Given instruction:
Please reproduce the baseball salary post between "There were two" and "for the model.", inclusive, swapping "phases" for "stages".

Ahh it’s October, and there is no better time to talk about baseball than now! Baseball is a sport with a wonderful history and a plethora of statistics to assess the performance of each player and team. Despite the abundance of data, however, there seems to be no way for teams to accurately predict (and thereby retain) player value. Teams continue to spend significant amounts of time, effort, and capital in developing talent, only to lose their talent to free agency in 6 years time. How does a team retain this talent? Specifically, can the salary in year 6 be predicted with only rookie year stats?

This is my second project as I continue down my 12-week journey in the immersive Metis Data Science program. First, we will review the motivation for why this question is of value, then how I went about answering questions, the results of my analysis, and next steps to extend the analysis.

Motivation

Free agency is a hot topic as we are about to enter the 2019 off-season with top names like Manny Machado and Bryce Harper becoming free agents. Bryce Harper, of the Nationals, has received most of the attention as pundits are predicting a 35M salary in 2019 and a 400M total contract value, a league record! It is highly unlikely the Nationals will be able to pay this price tag while also retaining other marquis players signed during previous free agency years, e.g., Max Scherzer. Most likely, the Nationals will lose Bryce Harper and this could adversely impact on their ability to return to postseason baseball anytime soon. What if, instead of choosing between paying Harper $400 Million or relinquishing other top talent, the Nationals could turn back time, assess Bryce Harper’s value during his rookie year, and develop a strategy to sign Bryce Harper prior to free agency? This idea is not unprecedented and has occurred for other marquis players. Anthony Castrovince has a great article on this topic, and I’d encourage you to read it for further background. What if you could predict salary in year 6 with rookie stats?

Methodology

There were two main phases to my methodology, data acquisition and modeling / analysis. First, let’s review how the data was acquired, filtered, and transformed for the model.

Dataset extract:
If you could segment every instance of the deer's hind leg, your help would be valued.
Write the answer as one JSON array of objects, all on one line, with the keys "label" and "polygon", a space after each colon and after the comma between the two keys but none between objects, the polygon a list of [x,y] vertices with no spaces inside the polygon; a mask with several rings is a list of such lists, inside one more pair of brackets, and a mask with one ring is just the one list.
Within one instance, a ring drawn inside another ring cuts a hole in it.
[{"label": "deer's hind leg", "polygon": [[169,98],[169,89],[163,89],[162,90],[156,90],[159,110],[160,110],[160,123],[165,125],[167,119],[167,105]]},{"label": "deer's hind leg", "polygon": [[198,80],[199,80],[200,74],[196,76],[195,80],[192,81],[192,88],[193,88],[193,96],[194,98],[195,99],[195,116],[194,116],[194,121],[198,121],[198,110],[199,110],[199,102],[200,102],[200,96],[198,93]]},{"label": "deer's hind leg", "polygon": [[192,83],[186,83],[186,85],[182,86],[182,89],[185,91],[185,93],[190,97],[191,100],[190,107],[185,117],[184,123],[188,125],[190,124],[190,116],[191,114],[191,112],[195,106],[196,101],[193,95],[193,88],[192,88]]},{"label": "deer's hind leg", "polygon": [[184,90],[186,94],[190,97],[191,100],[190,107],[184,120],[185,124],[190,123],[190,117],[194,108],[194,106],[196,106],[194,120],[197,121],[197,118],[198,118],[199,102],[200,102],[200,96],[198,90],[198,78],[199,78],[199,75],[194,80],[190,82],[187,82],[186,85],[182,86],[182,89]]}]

Task response:
There were two main stages to my methodology, data acquisition and modeling / analysis. First, let’s review how the data was acquired, filtered, and transformed for the model.